## INPUT DATA
————————

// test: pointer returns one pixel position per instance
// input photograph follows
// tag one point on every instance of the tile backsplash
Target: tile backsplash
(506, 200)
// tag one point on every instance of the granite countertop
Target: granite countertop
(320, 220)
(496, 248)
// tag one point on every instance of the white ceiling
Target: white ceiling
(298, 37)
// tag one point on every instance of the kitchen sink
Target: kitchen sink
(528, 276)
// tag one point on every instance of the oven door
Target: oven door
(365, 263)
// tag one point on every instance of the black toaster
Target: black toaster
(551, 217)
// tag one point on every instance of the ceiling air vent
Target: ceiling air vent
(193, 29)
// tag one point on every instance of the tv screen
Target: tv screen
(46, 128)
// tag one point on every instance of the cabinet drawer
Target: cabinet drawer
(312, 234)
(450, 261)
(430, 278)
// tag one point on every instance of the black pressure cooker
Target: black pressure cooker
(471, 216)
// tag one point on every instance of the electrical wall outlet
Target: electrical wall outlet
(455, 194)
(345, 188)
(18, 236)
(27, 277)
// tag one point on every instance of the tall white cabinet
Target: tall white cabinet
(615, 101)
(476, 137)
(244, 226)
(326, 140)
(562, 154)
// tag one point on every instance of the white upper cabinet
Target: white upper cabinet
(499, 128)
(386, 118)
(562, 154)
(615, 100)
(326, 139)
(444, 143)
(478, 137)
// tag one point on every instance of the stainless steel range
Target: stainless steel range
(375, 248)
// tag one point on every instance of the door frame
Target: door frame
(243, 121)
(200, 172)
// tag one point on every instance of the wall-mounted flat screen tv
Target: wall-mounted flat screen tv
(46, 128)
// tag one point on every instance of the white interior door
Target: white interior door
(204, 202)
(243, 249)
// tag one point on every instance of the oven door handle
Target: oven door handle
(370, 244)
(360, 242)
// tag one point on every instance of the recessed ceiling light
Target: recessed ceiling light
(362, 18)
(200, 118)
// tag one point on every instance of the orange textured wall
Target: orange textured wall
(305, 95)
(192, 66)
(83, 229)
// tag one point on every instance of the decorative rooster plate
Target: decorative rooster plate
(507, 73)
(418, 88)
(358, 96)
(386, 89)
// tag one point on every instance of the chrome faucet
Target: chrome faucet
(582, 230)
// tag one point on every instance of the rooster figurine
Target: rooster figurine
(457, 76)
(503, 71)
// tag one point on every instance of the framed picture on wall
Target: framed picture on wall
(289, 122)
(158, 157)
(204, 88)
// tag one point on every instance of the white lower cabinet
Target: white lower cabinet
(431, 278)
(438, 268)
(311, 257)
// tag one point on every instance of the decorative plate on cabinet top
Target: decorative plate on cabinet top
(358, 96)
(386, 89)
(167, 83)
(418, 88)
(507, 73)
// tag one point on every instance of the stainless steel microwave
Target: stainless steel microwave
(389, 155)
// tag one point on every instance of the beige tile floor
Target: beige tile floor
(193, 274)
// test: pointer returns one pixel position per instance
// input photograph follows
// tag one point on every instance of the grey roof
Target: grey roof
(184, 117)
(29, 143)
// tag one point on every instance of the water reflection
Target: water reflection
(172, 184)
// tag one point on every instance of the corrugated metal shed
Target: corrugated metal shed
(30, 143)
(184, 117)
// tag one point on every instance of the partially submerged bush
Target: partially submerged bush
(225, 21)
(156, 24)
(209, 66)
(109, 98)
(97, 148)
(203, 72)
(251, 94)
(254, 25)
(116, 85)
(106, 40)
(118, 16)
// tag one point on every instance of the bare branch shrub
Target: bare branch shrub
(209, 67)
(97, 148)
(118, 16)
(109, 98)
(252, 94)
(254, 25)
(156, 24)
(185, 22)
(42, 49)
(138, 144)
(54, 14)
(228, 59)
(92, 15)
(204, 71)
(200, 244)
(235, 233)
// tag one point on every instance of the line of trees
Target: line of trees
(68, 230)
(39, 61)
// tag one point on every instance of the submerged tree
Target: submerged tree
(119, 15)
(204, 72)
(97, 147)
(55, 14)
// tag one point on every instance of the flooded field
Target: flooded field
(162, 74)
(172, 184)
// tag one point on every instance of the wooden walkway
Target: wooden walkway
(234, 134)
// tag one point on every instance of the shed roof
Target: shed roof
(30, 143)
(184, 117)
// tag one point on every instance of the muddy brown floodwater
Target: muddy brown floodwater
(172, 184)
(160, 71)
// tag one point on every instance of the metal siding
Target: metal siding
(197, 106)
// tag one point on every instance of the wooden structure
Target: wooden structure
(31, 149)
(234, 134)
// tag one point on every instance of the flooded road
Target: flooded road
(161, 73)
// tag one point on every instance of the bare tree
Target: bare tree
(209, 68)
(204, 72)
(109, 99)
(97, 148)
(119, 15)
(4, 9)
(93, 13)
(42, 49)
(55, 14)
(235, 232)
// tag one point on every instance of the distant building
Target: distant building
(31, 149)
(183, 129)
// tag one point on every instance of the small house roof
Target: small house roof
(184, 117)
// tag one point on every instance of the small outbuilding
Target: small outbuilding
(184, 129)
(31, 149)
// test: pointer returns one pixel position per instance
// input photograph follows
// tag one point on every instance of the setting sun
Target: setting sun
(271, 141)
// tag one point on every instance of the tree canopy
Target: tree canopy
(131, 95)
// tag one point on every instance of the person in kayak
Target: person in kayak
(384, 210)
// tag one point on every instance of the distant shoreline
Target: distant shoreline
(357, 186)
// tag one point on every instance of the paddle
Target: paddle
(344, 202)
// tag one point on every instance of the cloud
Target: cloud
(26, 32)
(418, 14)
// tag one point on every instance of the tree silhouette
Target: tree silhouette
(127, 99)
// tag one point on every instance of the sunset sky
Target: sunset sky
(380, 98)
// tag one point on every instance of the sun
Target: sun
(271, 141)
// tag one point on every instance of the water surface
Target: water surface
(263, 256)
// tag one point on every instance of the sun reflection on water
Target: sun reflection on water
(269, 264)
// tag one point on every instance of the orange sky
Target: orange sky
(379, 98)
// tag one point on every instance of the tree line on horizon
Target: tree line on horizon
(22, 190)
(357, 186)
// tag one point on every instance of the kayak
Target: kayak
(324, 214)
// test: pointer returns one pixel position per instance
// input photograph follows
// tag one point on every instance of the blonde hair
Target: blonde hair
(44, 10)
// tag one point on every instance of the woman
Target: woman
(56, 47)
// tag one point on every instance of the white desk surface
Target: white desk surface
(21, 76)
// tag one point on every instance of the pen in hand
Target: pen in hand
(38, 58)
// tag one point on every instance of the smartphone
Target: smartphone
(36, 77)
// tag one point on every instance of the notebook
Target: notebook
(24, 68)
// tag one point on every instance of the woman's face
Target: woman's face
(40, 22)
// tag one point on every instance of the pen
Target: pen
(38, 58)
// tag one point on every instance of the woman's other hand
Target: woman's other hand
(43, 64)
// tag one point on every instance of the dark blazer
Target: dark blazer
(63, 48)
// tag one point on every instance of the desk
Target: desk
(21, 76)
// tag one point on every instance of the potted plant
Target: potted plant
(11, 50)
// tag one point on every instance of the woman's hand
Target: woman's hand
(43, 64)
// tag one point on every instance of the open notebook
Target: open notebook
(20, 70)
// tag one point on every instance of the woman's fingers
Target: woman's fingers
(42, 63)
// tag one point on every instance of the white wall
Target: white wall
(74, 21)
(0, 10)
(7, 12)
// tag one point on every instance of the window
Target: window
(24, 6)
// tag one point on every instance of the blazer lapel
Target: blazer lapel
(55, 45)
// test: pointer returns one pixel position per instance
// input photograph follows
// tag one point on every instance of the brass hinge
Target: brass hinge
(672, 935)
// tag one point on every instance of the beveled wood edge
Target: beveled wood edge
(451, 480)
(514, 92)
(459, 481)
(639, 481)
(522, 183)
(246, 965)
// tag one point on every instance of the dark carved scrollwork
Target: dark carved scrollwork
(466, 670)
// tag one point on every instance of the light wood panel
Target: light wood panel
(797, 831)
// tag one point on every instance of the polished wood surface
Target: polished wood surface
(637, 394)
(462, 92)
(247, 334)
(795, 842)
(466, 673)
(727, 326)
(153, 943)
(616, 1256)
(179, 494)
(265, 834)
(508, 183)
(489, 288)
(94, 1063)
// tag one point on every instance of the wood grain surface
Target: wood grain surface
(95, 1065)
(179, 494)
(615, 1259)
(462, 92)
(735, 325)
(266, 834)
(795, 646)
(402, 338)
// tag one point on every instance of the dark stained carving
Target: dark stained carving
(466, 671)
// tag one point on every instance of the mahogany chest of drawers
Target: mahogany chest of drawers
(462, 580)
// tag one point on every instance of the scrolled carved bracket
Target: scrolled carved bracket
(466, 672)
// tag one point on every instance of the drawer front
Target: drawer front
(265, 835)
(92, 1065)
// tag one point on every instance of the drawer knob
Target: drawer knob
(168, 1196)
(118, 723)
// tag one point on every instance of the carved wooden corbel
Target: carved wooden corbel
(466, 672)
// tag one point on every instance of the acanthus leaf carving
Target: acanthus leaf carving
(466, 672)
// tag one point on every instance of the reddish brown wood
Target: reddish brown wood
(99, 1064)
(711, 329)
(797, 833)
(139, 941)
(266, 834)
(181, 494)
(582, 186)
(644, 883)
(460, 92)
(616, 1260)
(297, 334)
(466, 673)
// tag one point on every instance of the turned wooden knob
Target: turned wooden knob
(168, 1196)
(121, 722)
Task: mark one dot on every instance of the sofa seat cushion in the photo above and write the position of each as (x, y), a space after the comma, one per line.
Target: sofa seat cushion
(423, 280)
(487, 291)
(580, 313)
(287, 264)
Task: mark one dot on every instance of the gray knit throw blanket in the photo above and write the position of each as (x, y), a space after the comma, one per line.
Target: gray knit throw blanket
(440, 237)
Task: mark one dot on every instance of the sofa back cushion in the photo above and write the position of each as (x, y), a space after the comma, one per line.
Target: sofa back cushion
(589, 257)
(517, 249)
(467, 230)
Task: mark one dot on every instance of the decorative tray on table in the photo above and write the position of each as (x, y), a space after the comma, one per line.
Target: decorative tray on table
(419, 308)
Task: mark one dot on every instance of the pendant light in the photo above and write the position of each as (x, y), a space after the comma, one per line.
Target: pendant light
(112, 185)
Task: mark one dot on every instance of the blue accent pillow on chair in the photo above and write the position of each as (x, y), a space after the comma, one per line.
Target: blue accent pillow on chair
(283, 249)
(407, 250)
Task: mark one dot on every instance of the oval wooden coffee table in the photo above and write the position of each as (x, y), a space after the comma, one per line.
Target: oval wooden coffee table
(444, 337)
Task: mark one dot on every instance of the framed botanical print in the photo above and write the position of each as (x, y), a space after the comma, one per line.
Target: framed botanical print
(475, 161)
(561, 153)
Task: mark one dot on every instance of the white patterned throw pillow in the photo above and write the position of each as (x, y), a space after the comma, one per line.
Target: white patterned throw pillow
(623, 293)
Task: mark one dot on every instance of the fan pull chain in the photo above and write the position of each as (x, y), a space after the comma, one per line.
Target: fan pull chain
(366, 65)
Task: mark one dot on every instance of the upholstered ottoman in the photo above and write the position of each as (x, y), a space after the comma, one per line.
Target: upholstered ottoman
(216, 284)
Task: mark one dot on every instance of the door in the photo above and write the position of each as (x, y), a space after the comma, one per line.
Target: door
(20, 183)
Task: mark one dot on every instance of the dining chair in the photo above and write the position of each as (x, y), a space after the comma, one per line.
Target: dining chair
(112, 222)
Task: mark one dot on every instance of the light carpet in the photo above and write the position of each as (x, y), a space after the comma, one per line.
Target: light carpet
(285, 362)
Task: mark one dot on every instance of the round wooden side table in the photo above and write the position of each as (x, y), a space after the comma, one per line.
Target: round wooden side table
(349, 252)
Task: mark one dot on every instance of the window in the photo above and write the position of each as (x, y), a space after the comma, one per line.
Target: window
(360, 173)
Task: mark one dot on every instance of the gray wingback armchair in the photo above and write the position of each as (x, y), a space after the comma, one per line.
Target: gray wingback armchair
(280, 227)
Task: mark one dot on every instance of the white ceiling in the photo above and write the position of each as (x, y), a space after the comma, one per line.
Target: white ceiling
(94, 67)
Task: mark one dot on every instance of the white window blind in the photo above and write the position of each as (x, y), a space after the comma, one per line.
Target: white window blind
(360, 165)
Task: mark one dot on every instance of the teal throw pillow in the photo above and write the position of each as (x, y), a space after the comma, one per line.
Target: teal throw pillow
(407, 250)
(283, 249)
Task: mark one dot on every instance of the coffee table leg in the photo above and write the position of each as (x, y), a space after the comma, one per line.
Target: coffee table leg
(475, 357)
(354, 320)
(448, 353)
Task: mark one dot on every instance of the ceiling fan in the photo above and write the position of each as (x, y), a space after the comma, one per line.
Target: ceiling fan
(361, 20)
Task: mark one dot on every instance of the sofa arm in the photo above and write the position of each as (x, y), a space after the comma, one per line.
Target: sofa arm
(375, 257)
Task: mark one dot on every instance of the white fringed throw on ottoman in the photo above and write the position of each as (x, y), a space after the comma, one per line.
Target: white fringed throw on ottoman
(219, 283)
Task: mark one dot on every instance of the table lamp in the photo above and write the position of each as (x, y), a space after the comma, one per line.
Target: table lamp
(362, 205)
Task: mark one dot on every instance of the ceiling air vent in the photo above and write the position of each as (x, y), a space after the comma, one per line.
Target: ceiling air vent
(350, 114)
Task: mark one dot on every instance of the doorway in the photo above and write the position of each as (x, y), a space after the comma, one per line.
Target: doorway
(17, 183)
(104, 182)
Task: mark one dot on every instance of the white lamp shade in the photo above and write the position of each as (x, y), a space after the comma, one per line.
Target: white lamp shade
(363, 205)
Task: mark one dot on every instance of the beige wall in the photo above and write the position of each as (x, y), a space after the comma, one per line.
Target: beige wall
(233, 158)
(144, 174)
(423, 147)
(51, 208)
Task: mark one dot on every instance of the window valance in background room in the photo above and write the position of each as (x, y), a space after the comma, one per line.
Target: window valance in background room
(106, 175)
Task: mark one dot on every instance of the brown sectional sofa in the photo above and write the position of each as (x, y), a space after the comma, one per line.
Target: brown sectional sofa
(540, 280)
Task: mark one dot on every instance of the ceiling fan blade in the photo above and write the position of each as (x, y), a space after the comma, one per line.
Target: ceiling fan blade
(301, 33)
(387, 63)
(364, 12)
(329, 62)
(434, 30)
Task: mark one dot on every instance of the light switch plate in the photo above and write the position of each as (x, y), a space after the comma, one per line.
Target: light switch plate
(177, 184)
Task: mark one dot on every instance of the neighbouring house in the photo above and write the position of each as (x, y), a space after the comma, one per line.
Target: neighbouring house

————————

## TO DO
Here the job is to set down exactly the lines of the material above that fall between the one with "Target: orange textured wall" and the one with "the submerged tree", inclusive, and nothing beyond them.

## PROBLEM SOLUTION
Target: orange textured wall
(305, 95)
(192, 66)
(83, 229)
// tag one point on every instance of the decorative rooster plate
Target: decorative rooster plate
(507, 73)
(418, 88)
(358, 96)
(386, 89)
// tag one point on every instance of the chrome faucet
Target: chrome faucet
(582, 230)
// tag one point on every instance of the rooster figurine
Target: rooster figurine
(457, 76)
(503, 71)
// tag one point on every instance of the framed picture on wall
Target: framed picture on wall
(289, 122)
(158, 157)
(204, 88)
// tag one point on every instance of the white lower cabinet
Target: white lower cabinet
(431, 278)
(438, 268)
(311, 257)
// tag one point on every instance of the decorative plate on cabinet top
Target: decorative plate on cabinet top
(358, 96)
(386, 89)
(167, 83)
(418, 88)
(507, 73)
// tag one point on every instance of the stainless steel microwave
Target: stainless steel microwave
(389, 155)
// tag one point on every instance of the beige tile floor
Target: beige tile floor
(193, 274)
// test: pointer returns one pixel position per instance
// input photograph follows
// tag one point on every instance of the grey roof
Target: grey roof
(184, 117)
(29, 143)
// tag one point on every instance of the water reflection
Target: water reflection
(172, 184)
// tag one point on every instance of the corrugated metal shed
Target: corrugated metal shed
(30, 143)
(184, 117)
// tag one point on every instance of the partially submerged bush
Target: partially submerged bush
(225, 21)
(156, 24)
(209, 66)
(109, 98)
(97, 148)
(203, 72)
(251, 94)
(254, 25)
(116, 85)
(106, 40)
(118, 16)
// tag one point on every instance of the bare branch shrub
Target: bare branch shrub
(209, 67)
(97, 148)
(118, 16)
(109, 98)
(252, 94)
(254, 25)
(156, 24)
(185, 22)
(42, 49)
(138, 144)
(54, 14)
(228, 59)
(92, 15)
(204, 71)
(200, 244)
(235, 233)
// tag one point on every instance of the line of trees
Target: line of trees
(68, 230)
(39, 61)
// tag one point on every instance of the submerged tree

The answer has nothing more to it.